> _TEXT TO READ_:
***

Thursday, January 23, 2025

MOJO ACT Hub.

 

Jack Ferrier (Potts) - Lachlan (Baby) - Taylor Barret (Mickey) - Taj De Montis (Skinny) - Joel Hrbeck (Sweets) in Red Herring Theatre Company's production of "Mojo".


Written by Jez Butterworth – Directed by Lachlan Houen

Produced by Gwyneth Cleary – Stage Managed by Maggie Hawkins

Presented by Red Herring Theatre Company & ACT Hub

ACT Hub January 22nd - February 1st 2025.

Opening Night performance reviewed by BILL STEPHENS.



Red Herring Theatre Company’s inaugural production of the Jez Butterworth’s Olivier Award winning play Mojo offers adventurous theatregoers a challenging night of theatre.

Set in the back rooms of the seedy Soho nightclub, the play follows the machinations of a group of young drug-addled criminals who find themselves involved in the gruesome murder of the club’s owner, whose dismembered body is discovered sawn in half and stuffed into two garbage bins.

Directed with a certain flair by Lachlan Houen, the play commences with a largely unintelligible pseudo-cockney conversation performed at breakneck speed between gang members Potts, (Jack Ferrier) and Sweets (Joel Hrbek).

***

> _PROVIDED INFORMATION_:
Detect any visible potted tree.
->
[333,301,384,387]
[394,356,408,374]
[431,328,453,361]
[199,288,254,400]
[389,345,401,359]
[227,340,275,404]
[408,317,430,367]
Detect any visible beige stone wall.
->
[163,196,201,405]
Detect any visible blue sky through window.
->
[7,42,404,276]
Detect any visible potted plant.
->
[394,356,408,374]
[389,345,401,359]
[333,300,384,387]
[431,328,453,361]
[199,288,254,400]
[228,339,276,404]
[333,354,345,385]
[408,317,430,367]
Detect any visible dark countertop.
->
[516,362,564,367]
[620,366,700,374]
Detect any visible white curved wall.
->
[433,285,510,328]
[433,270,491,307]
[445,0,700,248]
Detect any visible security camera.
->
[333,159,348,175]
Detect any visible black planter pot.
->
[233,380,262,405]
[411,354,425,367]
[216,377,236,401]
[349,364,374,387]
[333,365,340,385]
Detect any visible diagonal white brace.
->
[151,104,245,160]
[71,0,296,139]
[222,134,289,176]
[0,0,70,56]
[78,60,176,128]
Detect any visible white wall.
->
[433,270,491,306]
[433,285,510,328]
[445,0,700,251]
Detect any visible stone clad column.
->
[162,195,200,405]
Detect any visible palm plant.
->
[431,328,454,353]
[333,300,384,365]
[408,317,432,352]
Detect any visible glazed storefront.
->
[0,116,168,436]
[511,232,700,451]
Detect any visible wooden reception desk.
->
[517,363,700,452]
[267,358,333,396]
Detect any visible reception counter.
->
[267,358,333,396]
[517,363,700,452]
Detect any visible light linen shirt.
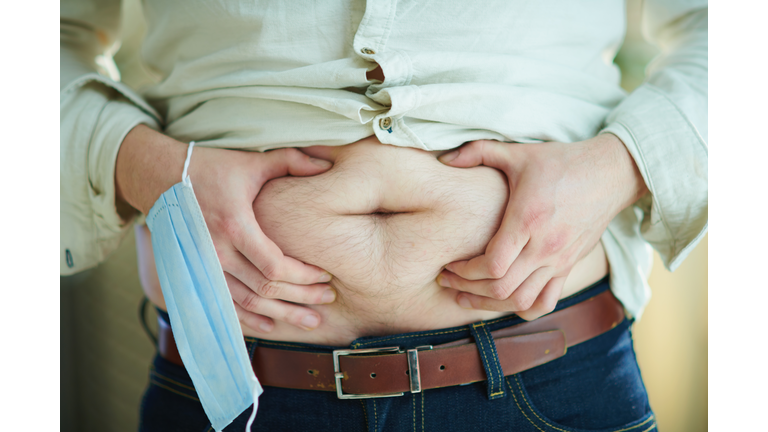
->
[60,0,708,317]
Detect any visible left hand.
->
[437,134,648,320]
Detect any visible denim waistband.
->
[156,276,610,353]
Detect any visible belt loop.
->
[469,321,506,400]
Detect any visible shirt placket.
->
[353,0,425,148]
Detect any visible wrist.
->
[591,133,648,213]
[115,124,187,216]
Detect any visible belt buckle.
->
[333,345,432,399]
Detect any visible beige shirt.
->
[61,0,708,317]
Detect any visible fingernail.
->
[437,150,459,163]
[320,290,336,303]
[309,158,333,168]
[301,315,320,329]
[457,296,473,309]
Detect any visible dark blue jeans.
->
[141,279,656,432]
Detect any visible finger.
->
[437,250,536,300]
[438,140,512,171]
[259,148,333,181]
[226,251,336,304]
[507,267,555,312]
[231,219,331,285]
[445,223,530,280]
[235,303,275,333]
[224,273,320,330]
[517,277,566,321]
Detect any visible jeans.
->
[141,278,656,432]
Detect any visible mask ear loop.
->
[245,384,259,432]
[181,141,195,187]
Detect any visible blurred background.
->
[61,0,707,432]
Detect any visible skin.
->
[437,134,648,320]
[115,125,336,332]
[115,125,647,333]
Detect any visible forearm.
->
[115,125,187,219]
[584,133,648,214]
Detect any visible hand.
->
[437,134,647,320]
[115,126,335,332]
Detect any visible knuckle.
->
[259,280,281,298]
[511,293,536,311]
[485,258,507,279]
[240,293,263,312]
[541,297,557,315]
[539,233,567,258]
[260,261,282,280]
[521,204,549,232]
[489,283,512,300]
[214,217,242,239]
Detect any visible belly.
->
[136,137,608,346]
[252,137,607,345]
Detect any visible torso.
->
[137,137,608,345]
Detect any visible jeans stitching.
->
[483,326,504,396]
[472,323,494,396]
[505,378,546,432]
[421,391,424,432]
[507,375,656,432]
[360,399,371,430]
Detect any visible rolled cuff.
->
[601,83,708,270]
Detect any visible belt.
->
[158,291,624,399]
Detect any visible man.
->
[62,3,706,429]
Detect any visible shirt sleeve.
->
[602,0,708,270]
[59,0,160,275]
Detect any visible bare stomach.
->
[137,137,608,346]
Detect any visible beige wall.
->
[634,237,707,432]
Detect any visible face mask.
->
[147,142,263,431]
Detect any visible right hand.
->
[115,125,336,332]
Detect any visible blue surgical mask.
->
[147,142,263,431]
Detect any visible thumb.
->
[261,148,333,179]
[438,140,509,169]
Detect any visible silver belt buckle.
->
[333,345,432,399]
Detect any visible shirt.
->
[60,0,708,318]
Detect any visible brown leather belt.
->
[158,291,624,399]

***

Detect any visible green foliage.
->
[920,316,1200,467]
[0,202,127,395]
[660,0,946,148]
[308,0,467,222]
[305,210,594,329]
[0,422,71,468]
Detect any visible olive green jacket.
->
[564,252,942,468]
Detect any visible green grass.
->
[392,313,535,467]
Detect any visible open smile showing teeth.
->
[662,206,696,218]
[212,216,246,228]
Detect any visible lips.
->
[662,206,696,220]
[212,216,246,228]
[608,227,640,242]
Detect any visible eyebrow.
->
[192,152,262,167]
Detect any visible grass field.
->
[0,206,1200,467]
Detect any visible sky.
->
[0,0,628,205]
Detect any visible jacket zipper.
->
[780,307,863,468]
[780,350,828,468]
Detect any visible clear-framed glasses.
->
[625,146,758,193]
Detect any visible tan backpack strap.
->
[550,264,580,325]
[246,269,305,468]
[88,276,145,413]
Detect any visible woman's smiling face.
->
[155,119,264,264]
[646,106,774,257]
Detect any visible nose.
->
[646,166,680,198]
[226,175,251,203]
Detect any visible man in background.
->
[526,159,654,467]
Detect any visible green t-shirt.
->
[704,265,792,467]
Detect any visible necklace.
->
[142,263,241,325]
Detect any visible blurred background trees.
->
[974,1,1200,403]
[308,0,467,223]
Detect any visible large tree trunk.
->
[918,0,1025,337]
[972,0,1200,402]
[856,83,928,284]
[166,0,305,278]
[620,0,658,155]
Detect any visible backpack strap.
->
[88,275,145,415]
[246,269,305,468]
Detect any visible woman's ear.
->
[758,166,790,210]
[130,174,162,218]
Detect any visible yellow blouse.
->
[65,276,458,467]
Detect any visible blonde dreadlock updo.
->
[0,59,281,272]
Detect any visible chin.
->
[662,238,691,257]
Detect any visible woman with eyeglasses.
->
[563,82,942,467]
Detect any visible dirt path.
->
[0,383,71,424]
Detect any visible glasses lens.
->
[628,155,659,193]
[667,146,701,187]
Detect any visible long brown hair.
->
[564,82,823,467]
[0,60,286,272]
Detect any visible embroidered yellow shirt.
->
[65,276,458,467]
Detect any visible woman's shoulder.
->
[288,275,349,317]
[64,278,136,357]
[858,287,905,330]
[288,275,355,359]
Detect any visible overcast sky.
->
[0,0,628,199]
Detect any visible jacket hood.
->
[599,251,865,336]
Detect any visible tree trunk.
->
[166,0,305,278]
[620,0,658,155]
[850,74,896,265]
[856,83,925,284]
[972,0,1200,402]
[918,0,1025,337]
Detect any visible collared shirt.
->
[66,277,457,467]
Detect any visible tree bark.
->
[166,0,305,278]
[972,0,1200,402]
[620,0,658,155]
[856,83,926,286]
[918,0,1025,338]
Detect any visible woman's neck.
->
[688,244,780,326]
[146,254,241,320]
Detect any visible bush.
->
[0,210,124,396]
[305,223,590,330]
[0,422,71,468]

***

> _TO BE DONE_:
Answer these questions using the review of Mojo:
(a) Who stage managed the production?
(b) What dates does the production run at ACT Hub?
(c) Where is the play set?
The records were taken from a different source than the text.

> _RESPONSE BELOW_:
(a) Maggie Hawkins
(b) January 22nd to February 1st 2025
(c) In the back rooms of a seedy Soho nightclub